(Object point labels)
↓

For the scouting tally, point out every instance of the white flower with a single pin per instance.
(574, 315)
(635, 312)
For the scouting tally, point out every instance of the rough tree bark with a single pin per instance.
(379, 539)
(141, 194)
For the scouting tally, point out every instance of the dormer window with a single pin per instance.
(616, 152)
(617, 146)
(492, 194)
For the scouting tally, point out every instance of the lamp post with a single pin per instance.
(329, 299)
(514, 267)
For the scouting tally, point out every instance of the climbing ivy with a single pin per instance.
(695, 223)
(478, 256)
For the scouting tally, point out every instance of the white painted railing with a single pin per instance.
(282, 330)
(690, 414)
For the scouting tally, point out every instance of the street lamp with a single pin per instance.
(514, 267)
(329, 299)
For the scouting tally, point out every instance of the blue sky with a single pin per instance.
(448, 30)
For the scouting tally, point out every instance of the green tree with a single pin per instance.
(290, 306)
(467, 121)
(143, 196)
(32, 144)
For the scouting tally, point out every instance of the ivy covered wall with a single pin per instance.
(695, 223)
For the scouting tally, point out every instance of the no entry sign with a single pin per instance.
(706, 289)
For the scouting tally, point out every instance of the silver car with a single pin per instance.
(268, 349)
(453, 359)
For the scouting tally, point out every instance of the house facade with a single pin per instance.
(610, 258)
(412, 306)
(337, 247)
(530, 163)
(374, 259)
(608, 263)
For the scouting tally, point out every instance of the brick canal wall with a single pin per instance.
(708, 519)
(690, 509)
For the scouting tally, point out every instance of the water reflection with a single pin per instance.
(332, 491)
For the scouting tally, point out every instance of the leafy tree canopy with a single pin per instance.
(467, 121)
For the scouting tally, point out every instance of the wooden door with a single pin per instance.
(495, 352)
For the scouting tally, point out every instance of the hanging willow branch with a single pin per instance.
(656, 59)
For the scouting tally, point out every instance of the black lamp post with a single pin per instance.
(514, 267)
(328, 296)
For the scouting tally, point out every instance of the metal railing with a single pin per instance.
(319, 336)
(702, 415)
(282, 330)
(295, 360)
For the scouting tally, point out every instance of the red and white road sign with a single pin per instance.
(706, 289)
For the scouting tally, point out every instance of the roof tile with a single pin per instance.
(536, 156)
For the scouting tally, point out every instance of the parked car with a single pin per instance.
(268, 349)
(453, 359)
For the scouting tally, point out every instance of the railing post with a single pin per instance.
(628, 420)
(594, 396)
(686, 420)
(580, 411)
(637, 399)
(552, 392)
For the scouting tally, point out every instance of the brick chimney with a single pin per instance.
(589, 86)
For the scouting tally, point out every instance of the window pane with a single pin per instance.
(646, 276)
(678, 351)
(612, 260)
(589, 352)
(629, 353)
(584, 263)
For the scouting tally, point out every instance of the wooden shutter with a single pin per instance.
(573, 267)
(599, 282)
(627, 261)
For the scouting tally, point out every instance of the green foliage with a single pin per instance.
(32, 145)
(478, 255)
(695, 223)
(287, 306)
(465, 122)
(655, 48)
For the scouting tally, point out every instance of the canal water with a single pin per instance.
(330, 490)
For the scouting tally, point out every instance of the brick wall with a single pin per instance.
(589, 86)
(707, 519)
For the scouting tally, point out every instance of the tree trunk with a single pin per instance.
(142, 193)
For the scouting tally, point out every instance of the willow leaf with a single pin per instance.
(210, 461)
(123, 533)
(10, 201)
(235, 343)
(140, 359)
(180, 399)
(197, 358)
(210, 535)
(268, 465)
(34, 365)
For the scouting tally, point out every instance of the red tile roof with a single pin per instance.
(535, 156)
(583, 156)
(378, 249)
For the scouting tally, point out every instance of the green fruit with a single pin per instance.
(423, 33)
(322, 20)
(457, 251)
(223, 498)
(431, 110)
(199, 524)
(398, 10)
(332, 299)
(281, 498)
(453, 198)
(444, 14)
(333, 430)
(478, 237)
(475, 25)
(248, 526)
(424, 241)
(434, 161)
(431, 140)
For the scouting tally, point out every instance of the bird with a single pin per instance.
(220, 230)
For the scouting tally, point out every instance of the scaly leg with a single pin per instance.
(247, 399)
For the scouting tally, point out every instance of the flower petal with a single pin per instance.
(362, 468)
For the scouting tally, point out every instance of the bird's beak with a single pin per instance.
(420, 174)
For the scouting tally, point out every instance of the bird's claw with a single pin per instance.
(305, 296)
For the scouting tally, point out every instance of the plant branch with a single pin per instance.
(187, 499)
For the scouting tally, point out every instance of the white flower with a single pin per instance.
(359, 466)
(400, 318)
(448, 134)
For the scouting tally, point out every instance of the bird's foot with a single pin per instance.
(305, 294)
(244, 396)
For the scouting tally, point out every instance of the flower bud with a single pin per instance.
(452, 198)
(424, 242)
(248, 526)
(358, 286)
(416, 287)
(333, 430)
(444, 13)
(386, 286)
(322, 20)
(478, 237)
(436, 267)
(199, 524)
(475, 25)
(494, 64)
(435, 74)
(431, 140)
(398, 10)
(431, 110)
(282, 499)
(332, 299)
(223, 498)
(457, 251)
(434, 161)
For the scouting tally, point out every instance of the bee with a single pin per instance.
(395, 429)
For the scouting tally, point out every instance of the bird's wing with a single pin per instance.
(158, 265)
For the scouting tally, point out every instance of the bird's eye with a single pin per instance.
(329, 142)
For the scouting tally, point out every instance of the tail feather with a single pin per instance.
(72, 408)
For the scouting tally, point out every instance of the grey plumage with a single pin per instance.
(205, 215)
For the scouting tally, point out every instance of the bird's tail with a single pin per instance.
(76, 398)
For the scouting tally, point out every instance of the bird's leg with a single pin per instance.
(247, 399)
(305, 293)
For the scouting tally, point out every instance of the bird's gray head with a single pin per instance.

↑

Stated exercise: Extract each entry in full, exactly as given.

Written solution:
For the scouting tally, point out every instance of the white flower with a single pin per instance.
(574, 315)
(635, 312)
For the scouting tally, point out every instance of the rough tree bark with a single pin per instance.
(379, 539)
(141, 194)
For the scouting tally, point out every instance of the dormer window with a single pin per instance.
(616, 152)
(617, 146)
(492, 194)
For the scouting tally, point out every instance of the lamp post with a single pin per instance.
(329, 299)
(514, 267)
For the scouting tally, point out every instance of the climbing ivy with a single pin per instance.
(695, 223)
(478, 256)
For the scouting tally, point out every instance of the white painted railing with a single pin per instance.
(282, 330)
(690, 414)
For the scouting tally, point out every instance of the street lamp with a single pin per instance.
(514, 267)
(329, 299)
For the scouting tally, point out every instance of the blue sky with a single pin per instance.
(448, 30)
For the scouting tally, point out every instance of the green tree with a single pin per instance.
(290, 306)
(467, 121)
(143, 196)
(32, 144)
For the scouting tally, point out every instance of the ivy covered wall with a single pin per instance.
(695, 223)
For the scouting tally, point out every instance of the no entry sign with a single pin per instance.
(706, 289)
For the scouting tally, point out every instance of the silver car with a single pin per instance.
(268, 349)
(453, 359)
For the scouting tally, point out every instance of the house facade with a single pin per instance.
(610, 258)
(412, 306)
(337, 247)
(530, 163)
(374, 259)
(608, 263)
For the scouting tally, point out every instance of the brick canal wall with a single pin per instance.
(708, 519)
(690, 509)
For the scouting tally, point out every instance of the water reflection with a single pin per instance.
(332, 491)
For the scouting tally, point out every instance of the leafy tree canopy with a single pin per instance.
(467, 121)
For the scouting tally, point out every instance of the wooden door with a single pin per instance.
(495, 352)
For the scouting tally, point out every instance of the hanging willow branch with a single pin per instance.
(656, 59)
For the scouting tally, point out every instance of the black lamp post with a single pin per instance.
(514, 267)
(328, 296)
For the scouting tally, point out every instance of the metal railing with a single pin per instance.
(319, 336)
(702, 415)
(282, 330)
(295, 360)
For the scouting tally, point out every instance of the red and white road sign with a single pin per instance.
(706, 289)
For the scouting tally, point out every instance of the roof tile with a single pin per instance.
(536, 156)
For the scouting tally, point out every instance of the parked car with a single pin per instance.
(268, 349)
(453, 359)
For the scouting tally, point out every instance of the railing post with a single pin per instance.
(628, 420)
(594, 396)
(686, 420)
(580, 411)
(637, 399)
(552, 392)
For the scouting tally, point out every instance of the brick chimney with a single pin per instance.
(589, 86)
For the scouting tally, point out every instance of the window pane with a single pin per instance.
(646, 276)
(678, 351)
(612, 260)
(589, 352)
(629, 353)
(584, 263)
For the scouting tally, point out every instance of the wooden shutter with a single pin per instance.
(573, 267)
(599, 282)
(627, 261)
For the scouting tally, point out every instance of the green foliage with a single pin per instance.
(32, 145)
(478, 255)
(695, 223)
(287, 306)
(465, 122)
(655, 48)
For the scouting tally, point out every instance of the canal water with a single pin per instance.
(330, 490)
For the scouting tally, point out every instance of the brick wall with a single pin per instance.
(589, 86)
(707, 519)
For the scouting tally, point out every instance of the tree trunk with a single pin per instance.
(142, 193)
For the scouting tally, point out every instance of the willow leaf with a single pin per instance.
(210, 461)
(123, 533)
(10, 201)
(235, 343)
(140, 359)
(180, 399)
(197, 358)
(210, 535)
(268, 465)
(34, 365)
For the scouting tally, point out every instance of the red tile roof with a single pin per instance.
(535, 156)
(583, 156)
(378, 249)
For the scouting tally, point out every instance of the green fruit with a single pin per instance.
(423, 33)
(322, 20)
(457, 251)
(223, 498)
(431, 110)
(199, 524)
(398, 10)
(332, 299)
(281, 498)
(453, 198)
(444, 14)
(333, 430)
(478, 237)
(475, 25)
(248, 526)
(424, 241)
(434, 161)
(431, 140)
For the scouting tally, point out every instance of the bird with a single pin per instance.
(220, 230)
For the scouting tally, point out every instance of the scaly leg with a single pin per instance.
(247, 399)
For the scouting tally, point out every instance of the flower petal with a single pin per instance.
(362, 468)
For the scouting tally, point out every instance of the bird's beak with a single pin per instance.
(420, 174)
For the scouting tally, point out every instance of the bird's claw with a single pin per instance.
(305, 296)
For the scouting tally, point out every instance of the plant branch with a single pin per instance.
(187, 499)
For the scouting tally, point out every instance of the white flower with a single pin per instance.
(359, 466)
(400, 318)
(448, 134)
For the scouting tally, point out every instance of the bird's foot with a single pin per instance.
(305, 294)
(244, 396)
For the scouting tally, point out every instance of the flower bud with a single pin per instance.
(452, 198)
(424, 242)
(248, 526)
(358, 286)
(416, 287)
(333, 430)
(444, 13)
(386, 286)
(322, 20)
(478, 237)
(436, 267)
(199, 524)
(475, 25)
(494, 64)
(435, 74)
(431, 140)
(398, 10)
(431, 110)
(282, 499)
(332, 299)
(223, 498)
(457, 251)
(434, 161)
For the scouting tally, point out every instance of the bee with a single pin per instance.
(395, 429)
For the scouting tally, point out every instance of the bird's wing with a single pin per instance.
(158, 265)
For the scouting tally, point out every instance of the bird's eye with a single pin per instance.
(329, 142)
For the scouting tally, point out every instance of the tail feather with a single pin per instance.
(72, 408)
For the scouting tally, point out every instance of the grey plumage with a single pin per instance.
(205, 215)
For the scouting tally, point out every instance of the bird's tail with a single pin per instance.
(76, 398)
For the scouting tally, point out every instance of the bird's leg with a single pin per instance.
(247, 399)
(305, 293)
For the scouting tally, point out every instance of the bird's gray head with a single pin per instance.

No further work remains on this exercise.